Exercise:
Go through the records below and give back every line that contains the word "bare". Case counts, so only lines that match its capital and small letters exactly should be included.

Data provided:
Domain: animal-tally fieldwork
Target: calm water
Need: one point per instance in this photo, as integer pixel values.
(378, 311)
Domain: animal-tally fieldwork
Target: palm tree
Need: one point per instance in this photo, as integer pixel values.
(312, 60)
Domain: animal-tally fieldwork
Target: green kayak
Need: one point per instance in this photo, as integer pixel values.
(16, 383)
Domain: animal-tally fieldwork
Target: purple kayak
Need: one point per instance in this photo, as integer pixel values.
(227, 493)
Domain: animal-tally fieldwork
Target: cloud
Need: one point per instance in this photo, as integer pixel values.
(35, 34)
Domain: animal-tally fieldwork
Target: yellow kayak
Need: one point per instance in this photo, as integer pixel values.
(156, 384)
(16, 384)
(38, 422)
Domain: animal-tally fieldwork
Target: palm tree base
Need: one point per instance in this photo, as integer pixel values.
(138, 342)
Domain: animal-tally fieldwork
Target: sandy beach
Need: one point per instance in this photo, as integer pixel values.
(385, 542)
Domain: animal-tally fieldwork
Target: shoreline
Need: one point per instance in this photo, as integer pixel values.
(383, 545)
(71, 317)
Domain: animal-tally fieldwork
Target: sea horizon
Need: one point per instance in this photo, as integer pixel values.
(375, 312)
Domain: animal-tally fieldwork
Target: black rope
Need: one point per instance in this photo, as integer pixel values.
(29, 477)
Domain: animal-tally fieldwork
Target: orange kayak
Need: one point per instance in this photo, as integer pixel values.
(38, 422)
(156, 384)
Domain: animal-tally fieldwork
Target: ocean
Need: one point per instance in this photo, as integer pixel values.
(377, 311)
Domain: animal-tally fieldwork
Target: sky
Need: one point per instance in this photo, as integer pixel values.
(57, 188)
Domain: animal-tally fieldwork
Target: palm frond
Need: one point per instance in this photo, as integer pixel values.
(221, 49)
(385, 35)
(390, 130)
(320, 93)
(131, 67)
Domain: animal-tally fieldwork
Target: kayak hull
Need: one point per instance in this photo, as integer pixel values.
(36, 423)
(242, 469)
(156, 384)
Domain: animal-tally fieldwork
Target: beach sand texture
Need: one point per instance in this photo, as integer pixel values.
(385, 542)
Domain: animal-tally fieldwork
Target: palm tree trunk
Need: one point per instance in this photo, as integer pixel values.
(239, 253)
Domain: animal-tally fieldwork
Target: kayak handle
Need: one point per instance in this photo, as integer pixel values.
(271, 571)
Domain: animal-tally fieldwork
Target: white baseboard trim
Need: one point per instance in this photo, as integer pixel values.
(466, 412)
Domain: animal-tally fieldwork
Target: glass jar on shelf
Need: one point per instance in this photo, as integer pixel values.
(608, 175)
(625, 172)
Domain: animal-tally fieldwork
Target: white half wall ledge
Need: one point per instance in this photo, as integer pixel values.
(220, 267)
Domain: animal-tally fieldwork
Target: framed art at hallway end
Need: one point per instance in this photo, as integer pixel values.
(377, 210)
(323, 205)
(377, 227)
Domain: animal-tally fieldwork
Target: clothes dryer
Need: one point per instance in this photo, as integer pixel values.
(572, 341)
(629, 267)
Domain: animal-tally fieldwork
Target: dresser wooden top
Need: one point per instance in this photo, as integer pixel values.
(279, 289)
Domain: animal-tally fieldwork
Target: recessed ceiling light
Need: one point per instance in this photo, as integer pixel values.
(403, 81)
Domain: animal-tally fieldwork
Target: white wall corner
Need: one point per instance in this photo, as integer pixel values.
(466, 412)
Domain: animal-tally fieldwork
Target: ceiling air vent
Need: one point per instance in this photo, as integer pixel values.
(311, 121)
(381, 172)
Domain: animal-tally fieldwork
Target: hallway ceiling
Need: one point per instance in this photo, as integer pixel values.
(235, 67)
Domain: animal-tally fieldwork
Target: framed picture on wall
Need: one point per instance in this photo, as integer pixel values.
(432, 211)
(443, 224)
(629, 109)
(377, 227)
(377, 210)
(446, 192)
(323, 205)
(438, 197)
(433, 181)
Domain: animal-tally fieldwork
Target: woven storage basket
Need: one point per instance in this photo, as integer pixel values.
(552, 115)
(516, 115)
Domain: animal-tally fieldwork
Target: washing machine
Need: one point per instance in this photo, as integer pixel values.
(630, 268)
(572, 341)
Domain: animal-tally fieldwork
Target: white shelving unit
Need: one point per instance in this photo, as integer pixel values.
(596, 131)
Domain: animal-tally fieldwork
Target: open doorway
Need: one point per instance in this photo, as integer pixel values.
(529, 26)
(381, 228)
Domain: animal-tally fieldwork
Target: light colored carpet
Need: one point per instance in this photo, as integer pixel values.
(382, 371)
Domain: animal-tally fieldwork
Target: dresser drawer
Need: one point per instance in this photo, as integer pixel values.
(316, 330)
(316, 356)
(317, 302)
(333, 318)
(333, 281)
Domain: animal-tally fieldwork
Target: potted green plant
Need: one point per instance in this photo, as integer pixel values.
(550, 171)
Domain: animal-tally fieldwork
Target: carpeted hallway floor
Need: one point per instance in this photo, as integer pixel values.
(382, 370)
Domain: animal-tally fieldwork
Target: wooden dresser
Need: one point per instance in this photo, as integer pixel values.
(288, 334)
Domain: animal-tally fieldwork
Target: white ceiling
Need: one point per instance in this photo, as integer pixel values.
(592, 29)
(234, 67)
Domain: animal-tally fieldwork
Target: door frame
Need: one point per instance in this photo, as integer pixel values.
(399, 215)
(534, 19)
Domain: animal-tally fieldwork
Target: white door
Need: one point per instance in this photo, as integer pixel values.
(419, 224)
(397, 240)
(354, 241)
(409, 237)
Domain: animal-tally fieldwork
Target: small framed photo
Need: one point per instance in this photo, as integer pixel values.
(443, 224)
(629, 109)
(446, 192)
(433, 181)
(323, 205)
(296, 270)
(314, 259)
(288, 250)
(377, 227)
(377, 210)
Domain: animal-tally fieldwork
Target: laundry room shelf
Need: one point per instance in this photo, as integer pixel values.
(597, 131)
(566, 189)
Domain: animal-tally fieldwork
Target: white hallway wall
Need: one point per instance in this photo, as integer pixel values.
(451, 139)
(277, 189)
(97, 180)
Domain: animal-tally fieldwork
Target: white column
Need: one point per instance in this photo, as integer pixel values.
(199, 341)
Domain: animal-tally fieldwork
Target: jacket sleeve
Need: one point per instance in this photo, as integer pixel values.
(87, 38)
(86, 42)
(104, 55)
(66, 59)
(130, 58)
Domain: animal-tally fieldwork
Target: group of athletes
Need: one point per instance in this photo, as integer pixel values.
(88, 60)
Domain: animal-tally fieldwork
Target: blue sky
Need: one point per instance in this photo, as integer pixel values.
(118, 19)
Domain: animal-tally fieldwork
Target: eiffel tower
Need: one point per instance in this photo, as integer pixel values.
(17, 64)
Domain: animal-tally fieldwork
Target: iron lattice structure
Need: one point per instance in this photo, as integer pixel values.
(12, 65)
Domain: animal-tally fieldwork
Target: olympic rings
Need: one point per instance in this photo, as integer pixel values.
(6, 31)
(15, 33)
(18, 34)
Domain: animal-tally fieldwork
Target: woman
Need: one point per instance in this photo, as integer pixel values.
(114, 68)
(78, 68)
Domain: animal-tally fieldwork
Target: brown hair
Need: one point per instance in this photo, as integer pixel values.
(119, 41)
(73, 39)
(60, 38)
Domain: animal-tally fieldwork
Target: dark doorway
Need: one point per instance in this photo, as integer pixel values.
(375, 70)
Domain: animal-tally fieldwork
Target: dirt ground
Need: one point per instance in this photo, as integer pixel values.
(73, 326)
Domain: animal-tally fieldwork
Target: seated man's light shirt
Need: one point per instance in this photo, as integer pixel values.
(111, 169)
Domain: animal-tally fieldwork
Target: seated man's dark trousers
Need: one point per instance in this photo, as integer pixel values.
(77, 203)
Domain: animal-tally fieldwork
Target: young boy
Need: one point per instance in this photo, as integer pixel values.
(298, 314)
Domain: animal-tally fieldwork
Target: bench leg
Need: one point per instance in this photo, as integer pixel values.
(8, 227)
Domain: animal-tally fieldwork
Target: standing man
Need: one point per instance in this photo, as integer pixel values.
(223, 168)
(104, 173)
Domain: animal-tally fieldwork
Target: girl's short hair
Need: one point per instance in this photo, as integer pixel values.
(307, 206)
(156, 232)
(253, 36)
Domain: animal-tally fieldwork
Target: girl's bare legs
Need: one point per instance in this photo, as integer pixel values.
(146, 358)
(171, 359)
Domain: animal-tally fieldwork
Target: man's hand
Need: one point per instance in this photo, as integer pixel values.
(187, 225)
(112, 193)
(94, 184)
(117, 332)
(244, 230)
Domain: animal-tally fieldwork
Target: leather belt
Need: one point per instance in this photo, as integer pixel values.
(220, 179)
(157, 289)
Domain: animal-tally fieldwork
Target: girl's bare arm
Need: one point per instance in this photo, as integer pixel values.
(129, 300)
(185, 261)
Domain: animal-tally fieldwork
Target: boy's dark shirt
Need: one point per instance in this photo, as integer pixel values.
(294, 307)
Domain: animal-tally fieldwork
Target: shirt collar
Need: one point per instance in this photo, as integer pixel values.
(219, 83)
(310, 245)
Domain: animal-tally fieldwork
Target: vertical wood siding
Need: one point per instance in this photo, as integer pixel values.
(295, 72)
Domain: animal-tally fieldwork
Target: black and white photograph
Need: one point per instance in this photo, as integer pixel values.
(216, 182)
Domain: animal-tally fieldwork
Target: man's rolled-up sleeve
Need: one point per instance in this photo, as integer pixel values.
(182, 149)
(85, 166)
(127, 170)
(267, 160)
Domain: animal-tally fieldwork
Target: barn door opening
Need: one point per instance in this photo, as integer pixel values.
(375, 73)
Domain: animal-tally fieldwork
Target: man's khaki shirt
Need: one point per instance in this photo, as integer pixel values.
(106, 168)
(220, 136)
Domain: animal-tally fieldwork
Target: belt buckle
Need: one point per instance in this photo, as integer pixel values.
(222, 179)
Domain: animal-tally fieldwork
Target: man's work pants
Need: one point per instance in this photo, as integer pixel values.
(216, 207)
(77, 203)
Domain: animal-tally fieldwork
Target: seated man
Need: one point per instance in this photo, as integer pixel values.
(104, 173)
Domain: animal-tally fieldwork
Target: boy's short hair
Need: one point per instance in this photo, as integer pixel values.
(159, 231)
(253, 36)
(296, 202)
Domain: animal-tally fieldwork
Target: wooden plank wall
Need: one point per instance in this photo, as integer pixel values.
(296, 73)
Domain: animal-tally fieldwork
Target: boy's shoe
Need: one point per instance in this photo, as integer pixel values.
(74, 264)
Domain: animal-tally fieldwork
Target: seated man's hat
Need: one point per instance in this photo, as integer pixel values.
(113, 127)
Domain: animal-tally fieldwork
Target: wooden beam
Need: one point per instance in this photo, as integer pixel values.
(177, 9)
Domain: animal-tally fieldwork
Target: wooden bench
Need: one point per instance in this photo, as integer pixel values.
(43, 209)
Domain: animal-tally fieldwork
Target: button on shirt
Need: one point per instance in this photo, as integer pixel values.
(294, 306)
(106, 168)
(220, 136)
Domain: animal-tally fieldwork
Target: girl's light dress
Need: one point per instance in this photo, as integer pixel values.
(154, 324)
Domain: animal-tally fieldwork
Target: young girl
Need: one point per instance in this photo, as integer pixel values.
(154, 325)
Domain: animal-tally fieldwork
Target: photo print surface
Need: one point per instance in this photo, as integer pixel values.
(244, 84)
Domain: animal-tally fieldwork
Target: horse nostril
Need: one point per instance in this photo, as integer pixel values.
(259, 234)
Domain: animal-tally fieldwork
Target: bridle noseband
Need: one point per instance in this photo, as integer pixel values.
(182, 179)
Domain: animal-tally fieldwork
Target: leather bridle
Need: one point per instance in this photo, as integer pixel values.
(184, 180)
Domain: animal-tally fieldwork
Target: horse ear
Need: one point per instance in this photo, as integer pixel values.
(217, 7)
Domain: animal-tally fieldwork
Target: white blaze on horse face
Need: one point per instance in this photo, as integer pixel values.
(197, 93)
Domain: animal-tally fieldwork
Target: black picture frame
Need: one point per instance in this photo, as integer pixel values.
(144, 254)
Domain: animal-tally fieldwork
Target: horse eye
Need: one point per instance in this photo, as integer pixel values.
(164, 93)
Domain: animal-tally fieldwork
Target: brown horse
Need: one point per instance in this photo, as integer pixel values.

Exercise result:
Target: girl's bare legs
Target: girl's bare arm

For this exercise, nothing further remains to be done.